▶ **Extract to read**

***

# Was Jonathan Edwards Reformed?



## sastark (Jul 31, 2008)

I would answer with an emphatic YES, but some are not so sure:

Was Jonathan Edwards Reformed?

Also linked from the HeidelBlog.


----------



## R. Scott Clark (Jul 31, 2008)

Hi Seth,

Jeff isn't saying that JE wasn't Reformed, but he is asking an important question. He does make a distinction between "narrowly" and "broadly." Jeff's post is worth reading.


----------



## sastark (Jul 31, 2008)

R. Scott Clark said:


> Hi Seth,
> 
> Jeff isn't saying that JE wasn't Reformed, but he is asking an important question. He does make a distinction between "narrowly" and "broadly." Jeff's post is worth reading.



Certainly worth reading, and discussing in my opinion. 

I suppose it's a question of just how "narrowly" we define "Reformed." Must one be Presbyterian to be Reformed? Historically, the answer is no. But, if we define reformed as "holding to the WCF", then it has to be yes. It's just a shame how many get left out of being "reformed" if that is how narrowly we define the term.


----------



## VirginiaHuguenot (Jul 31, 2008)

http://www.puritanboard.com/f18/jonathan-edwards-presbyterian-18713/

Jonathan Edwards is My Homeboy - Jonathan Edwards Center at Yale University - SKREENED.COM


----------



## DMcFadden (Jul 31, 2008)

Great post! Thanks.


----------



## DeoOpt (Aug 1, 2008)

*Of corse*

Of corse Im reformed, how could I not be. Have you not read my wounderful treatise on "Sinners in the hands of an angry God"?


----------



## R. Scott Clark (Aug 1, 2008)

If someone will explain to me how to post a new thread (I go away away and someone changed the locks eh?) I'll post cover art and link for a new book that explores this question in some depth.


----------



## sastark (Aug 1, 2008)

R. Scott Clark said:


> If someone will explain to me how to post a new thread (I go away away and someone changed the locks eh?) I'll post cover art and link for a new book that explores this question in some depth.



Dr. Clark,

I sent you a PM with directions. Hope it helps!


----------



## R. Scott Clark (Aug 1, 2008)

Thanks Seth!


----------

***

▶ **Excerpted records**
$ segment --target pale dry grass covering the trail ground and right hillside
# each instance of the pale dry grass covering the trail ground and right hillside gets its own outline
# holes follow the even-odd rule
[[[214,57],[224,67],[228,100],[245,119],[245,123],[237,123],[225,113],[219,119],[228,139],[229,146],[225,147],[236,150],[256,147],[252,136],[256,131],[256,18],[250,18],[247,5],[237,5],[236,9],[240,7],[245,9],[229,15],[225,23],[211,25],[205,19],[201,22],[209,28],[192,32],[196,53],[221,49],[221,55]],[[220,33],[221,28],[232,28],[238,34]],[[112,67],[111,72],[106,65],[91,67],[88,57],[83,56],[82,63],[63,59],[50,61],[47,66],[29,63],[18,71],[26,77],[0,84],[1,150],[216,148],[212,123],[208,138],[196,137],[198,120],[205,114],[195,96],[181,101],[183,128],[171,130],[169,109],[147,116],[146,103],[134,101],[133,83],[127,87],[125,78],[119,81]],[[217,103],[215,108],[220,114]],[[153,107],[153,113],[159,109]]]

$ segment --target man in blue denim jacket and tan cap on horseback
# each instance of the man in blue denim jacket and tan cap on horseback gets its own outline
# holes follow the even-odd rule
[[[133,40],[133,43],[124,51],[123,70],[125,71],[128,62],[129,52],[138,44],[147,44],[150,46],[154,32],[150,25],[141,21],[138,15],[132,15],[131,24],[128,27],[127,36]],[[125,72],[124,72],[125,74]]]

***

▶ **What to work on**
In the forum thread about whether Jonathan Edwards was Reformed, what did sastark send R. Scott Clark after he asked how to post a new thread? The entries have no connection to the forum thread about whether Jonathan Edwards was Reformed.

▶ **Solution to the problem**
A PM with directions.